Stated goal: Rewrite every line between the line holding "From this trail-cam photo, mark the wooden piling" and the line holding "[440,296,670,444]", inclusive, and keep the requests. Multiply each bounding-box coordinate in the answers by 1.75 and round it to the nearest whole number, with halves rounding up.

Extracted information:
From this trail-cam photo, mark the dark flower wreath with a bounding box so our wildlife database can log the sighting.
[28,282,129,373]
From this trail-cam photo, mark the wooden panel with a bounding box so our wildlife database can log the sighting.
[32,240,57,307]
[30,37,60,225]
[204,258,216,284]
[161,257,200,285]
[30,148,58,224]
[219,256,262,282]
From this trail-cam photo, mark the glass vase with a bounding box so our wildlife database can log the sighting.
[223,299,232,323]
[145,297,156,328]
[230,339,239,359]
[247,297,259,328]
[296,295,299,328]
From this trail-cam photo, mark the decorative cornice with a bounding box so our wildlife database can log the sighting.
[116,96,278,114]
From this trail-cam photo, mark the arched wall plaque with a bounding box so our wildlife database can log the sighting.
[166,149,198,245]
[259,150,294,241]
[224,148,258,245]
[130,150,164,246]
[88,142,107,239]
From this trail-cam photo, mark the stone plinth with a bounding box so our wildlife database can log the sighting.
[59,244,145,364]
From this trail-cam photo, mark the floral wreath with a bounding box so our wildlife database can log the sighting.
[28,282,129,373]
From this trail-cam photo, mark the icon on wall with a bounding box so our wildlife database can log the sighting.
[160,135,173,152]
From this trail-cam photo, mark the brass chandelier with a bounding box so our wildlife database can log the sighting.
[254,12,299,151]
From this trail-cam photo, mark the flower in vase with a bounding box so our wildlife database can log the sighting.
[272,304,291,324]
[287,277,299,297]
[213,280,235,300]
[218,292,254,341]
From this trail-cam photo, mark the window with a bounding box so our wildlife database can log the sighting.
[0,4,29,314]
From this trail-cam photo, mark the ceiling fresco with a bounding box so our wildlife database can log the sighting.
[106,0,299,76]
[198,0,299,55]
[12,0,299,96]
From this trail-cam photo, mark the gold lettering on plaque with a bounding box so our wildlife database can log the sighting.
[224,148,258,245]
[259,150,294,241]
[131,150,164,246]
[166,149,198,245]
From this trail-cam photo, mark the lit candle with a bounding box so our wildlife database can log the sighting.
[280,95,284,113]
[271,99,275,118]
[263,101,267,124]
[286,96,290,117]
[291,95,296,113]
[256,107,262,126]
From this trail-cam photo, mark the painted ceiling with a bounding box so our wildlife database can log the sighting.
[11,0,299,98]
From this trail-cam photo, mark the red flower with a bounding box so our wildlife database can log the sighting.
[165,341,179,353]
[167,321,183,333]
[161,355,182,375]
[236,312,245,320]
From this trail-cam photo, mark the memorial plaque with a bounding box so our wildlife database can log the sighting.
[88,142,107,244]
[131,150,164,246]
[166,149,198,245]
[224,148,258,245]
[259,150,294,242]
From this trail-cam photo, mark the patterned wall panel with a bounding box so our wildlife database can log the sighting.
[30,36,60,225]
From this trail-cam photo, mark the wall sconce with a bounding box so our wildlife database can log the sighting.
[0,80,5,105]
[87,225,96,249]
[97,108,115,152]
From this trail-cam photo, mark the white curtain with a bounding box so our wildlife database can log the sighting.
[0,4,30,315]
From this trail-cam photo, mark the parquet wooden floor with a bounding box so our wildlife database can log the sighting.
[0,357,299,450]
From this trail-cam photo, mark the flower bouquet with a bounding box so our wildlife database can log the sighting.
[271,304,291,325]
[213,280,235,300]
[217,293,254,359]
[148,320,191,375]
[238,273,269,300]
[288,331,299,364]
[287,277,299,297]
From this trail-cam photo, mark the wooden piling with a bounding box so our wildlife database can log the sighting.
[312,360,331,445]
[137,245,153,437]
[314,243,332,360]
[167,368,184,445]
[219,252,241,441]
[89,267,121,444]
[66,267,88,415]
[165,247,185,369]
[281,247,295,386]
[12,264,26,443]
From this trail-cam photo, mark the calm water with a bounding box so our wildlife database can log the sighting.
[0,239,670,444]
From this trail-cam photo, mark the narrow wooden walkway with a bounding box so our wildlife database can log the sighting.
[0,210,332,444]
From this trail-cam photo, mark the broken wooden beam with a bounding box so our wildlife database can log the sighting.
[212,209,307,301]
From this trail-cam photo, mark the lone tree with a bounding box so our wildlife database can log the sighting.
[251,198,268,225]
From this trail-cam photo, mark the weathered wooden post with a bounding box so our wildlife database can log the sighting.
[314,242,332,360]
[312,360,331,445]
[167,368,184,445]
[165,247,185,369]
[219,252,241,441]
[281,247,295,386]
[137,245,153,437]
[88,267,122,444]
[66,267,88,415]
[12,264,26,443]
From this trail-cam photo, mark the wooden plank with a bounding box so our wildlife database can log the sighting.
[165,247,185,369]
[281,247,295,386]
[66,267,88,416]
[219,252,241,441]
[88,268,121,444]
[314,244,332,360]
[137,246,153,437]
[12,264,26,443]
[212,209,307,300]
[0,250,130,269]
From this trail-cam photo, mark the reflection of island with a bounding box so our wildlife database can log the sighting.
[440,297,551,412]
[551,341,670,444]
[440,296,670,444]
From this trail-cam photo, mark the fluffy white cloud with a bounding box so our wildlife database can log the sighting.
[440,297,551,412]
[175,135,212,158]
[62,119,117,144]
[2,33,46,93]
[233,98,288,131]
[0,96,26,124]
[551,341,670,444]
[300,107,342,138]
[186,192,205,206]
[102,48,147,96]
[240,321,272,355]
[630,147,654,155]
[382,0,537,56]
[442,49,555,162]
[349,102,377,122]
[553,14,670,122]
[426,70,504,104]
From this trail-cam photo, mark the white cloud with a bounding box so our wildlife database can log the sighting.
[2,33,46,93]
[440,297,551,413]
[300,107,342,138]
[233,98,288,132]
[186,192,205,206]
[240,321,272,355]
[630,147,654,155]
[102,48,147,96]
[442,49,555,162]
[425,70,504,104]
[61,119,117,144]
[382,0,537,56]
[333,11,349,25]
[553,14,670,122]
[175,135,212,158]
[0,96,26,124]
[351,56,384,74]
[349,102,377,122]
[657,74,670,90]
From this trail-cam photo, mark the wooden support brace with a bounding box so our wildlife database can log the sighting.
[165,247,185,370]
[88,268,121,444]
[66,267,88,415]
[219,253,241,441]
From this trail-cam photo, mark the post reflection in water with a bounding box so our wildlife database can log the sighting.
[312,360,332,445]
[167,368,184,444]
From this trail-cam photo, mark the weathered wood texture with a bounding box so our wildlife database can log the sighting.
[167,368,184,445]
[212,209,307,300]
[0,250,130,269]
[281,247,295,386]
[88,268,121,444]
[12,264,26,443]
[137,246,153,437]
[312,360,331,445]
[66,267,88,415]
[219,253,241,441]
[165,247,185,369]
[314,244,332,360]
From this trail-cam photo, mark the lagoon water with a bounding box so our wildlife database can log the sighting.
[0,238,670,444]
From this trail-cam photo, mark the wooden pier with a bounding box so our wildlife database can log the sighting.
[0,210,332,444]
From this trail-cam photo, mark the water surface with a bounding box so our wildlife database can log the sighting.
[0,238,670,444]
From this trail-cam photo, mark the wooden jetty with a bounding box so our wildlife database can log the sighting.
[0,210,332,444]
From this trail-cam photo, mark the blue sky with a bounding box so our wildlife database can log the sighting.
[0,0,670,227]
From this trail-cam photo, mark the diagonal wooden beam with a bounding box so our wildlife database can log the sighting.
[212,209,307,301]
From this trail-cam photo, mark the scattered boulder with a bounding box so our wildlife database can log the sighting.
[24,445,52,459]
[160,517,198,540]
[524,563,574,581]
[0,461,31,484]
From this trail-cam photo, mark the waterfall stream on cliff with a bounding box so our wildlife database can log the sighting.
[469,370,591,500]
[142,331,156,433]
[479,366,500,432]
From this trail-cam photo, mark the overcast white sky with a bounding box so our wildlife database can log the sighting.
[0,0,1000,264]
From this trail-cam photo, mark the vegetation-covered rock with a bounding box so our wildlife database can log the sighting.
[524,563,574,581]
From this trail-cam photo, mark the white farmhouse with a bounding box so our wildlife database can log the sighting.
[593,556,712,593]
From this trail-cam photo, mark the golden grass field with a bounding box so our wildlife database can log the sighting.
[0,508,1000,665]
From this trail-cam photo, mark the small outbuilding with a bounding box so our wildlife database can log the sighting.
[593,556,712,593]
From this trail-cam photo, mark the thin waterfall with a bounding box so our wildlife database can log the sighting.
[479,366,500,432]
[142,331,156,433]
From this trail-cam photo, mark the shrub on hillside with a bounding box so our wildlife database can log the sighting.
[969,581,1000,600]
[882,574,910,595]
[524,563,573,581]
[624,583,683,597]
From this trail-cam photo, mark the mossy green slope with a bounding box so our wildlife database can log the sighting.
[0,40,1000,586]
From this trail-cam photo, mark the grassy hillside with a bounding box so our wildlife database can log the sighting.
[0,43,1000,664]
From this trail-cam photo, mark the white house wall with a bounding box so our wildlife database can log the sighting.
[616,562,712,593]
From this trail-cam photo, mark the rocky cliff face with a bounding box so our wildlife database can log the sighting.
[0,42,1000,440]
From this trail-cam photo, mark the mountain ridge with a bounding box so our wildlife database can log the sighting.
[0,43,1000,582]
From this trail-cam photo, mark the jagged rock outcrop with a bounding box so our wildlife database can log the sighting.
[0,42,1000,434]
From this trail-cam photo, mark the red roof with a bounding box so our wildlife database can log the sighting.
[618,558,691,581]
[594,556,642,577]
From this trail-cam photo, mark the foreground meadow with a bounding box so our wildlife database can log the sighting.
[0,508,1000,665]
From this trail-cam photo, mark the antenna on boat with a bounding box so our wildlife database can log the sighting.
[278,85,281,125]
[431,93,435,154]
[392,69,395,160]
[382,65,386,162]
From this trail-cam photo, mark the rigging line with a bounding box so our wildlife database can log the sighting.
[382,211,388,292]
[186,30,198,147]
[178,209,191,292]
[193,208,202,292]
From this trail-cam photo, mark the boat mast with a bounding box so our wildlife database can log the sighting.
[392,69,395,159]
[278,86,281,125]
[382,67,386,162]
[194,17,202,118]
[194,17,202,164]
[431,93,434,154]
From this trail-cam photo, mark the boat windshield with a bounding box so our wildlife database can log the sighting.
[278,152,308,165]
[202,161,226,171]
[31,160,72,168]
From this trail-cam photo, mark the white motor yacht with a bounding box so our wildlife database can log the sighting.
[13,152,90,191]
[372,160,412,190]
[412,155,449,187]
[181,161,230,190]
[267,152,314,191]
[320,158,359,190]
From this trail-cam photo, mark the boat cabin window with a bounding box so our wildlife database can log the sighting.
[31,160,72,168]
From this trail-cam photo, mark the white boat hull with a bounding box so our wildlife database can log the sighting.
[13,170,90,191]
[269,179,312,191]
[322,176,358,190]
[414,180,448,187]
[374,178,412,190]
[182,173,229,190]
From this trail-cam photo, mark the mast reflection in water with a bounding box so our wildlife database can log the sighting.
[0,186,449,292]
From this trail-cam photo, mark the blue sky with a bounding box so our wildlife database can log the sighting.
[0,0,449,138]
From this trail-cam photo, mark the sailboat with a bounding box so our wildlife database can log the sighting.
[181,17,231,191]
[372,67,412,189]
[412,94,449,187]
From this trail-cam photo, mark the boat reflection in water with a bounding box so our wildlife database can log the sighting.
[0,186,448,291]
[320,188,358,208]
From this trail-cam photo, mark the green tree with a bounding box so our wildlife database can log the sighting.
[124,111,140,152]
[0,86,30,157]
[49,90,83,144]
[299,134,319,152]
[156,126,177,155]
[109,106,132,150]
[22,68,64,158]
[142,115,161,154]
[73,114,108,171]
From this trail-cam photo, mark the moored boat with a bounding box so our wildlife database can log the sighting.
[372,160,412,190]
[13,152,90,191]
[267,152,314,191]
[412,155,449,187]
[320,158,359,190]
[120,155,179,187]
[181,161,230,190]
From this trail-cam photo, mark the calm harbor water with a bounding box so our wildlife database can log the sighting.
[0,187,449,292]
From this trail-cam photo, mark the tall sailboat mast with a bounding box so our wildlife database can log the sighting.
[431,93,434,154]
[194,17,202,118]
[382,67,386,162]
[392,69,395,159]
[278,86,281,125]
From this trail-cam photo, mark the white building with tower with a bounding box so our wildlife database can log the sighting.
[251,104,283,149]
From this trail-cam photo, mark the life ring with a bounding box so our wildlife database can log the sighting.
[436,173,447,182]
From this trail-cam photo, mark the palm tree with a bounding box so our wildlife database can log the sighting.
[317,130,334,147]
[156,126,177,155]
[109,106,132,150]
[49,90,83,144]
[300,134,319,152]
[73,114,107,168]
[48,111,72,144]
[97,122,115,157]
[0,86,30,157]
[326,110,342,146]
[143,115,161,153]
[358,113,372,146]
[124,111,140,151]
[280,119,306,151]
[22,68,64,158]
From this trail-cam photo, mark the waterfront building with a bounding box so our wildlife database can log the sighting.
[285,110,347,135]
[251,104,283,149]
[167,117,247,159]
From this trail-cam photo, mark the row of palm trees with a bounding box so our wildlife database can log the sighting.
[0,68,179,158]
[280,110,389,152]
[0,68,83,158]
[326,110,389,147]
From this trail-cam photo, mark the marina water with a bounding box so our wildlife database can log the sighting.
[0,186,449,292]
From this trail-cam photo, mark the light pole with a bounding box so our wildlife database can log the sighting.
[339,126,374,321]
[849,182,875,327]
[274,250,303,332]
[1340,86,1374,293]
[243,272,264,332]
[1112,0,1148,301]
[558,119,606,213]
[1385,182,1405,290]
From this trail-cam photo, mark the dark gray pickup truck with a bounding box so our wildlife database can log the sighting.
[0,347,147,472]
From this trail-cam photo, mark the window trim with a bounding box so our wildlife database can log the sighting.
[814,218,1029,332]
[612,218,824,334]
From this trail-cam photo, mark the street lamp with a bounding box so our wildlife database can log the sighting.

Completed task:
From this trail-cam photo, mark the wooden piling with a bounding box so our wildlife database can log the sighting.
[546,630,579,779]
[240,429,268,765]
[550,425,581,630]
[292,644,322,779]
[383,441,422,772]
[156,467,212,777]
[116,467,154,726]
[289,432,324,646]
[492,432,516,676]
[21,462,46,775]
From this trail-cam photo, mark the calm water with a bounding box so our wildlife database can log the sighting.
[0,418,1173,777]
From this trail-cam photo, mark the narrow wooden walkway with a bounding box so our wildlife database can log the sighting.
[0,368,581,777]
From this trail-cam photo, mark the broken wooden beam with a bounding box so our wildlife database can log the sighting.
[371,366,537,527]
From this trail-cam photo, mark the lone tree with a bounding box so our wildlife database can log the sighting.
[439,347,469,394]
From this trail-cam photo, mark the weathered wooden post with a bounding box so our wildlife database can log the sighting.
[550,424,581,630]
[546,630,579,779]
[292,644,322,779]
[289,432,324,646]
[383,441,422,772]
[492,432,516,676]
[240,429,268,765]
[154,467,214,777]
[116,467,154,726]
[21,462,46,775]
From this trail-cam photo, mark the wooden plank with a bounding box so our wildlife database can log the sighting.
[289,432,324,646]
[492,432,516,676]
[116,467,154,728]
[383,441,422,772]
[154,469,212,777]
[550,427,581,630]
[240,431,268,765]
[21,462,46,775]
[371,366,537,525]
[0,438,228,471]
From this trail-cam photo, mark the reflection of island with a bounding box so our wildlife database can log the sighting.
[770,520,964,721]
[964,597,1173,777]
[770,518,1173,777]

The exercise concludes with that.